§ Try it
Could you reproduce all of the records exactly?

§ Working data
+++++

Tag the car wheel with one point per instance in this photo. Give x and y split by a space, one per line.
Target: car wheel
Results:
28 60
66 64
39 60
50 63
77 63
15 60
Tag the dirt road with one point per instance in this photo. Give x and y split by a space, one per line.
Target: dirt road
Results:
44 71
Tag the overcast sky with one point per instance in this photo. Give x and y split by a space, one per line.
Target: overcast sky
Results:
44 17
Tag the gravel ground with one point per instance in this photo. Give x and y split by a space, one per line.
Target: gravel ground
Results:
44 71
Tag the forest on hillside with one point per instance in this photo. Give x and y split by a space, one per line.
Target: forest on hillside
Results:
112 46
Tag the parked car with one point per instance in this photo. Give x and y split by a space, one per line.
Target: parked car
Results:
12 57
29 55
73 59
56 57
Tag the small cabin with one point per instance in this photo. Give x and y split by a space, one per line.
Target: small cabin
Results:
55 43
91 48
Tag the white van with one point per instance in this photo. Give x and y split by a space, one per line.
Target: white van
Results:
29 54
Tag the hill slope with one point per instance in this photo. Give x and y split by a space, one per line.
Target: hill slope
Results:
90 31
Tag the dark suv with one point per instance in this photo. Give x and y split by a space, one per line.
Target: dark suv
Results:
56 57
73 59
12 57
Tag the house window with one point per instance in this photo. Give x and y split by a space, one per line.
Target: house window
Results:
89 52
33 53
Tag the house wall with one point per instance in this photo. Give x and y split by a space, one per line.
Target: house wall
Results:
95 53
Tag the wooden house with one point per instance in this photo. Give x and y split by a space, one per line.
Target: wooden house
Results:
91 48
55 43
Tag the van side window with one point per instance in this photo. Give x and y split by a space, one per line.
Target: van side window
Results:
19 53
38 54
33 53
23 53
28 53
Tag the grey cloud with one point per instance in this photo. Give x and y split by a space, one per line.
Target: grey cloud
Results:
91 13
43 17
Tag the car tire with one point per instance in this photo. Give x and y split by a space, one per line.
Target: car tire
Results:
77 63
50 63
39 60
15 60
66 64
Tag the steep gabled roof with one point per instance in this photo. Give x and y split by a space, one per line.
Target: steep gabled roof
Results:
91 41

+++++

§ Your solution
Tag the car wheel with one point per instance in this photo. Give x and y split by a space, one per line.
Target: car wheel
Results:
28 60
66 64
39 60
50 63
77 63
15 60
Tag the dirt road with one point per instance in this photo. Give x and y split by a space, one per line.
Target: dirt road
Results:
44 71
Tag the overcast sky with one point per instance in this photo. Give x and y split by a space, one per line.
Target: overcast sky
Results:
44 17
Tag the gravel ground with one point per instance in this photo. Give x and y split by a space, one per line.
Target: gravel ground
Results:
44 71
Tag the forest on hillside with one point per instance in this photo. Give x and y split by a space, one per line.
Target: forest on hillside
Results:
112 46
Tag the parked car with one point per instance in this photo. Give x and y split by a space, one per line.
Target: parked car
Results:
12 57
29 55
73 59
56 57
Tag the small cabin with one point per instance in this photo. Give x and y split by a space, one per line.
Target: small cabin
Results:
55 43
91 48
Tag the white van with one point per instance in this photo. Give x and y split by a space, one per line.
Target: white van
Results:
29 54
Tag the hill slope with one point per instance in this photo. Give x and y split by a space, one per line.
Target: hill slope
Results:
90 31
Tag the dark suv with one point per instance in this photo. Give x and y split by a space, one per line.
Target: dark suv
Results:
56 57
73 59
12 57
Tag the house window with one point per instance in this photo. Give x and y split by a space, one per line.
Target: house window
Results:
89 52
33 53
Tag the house wall with one point per instance in this photo. Give x and y split by a space, one per line.
Target: house wall
Results:
95 53
Tag the wooden house with one point per instance in this photo. Give x and y split by a space, one per line.
Target: wooden house
Results:
91 48
55 43
Tag the van side window with one point per instance in this photo. Give x and y split by a space, one per line.
Target: van side window
Results:
19 53
38 54
33 53
23 53
28 53
Tag the grey cloud with one point per instance in this photo. Give x and y split by a space, one per line.
Target: grey cloud
Results:
91 13
43 17
Tag the car tire with one point per instance in this photo. Give x and y split by a space, one per line.
Target: car tire
Results:
77 63
50 63
39 60
15 60
66 64
Tag the steep gabled roof with one point per instance in this photo. Give x and y split by a space, one per line.
Target: steep gabled roof
Results:
91 41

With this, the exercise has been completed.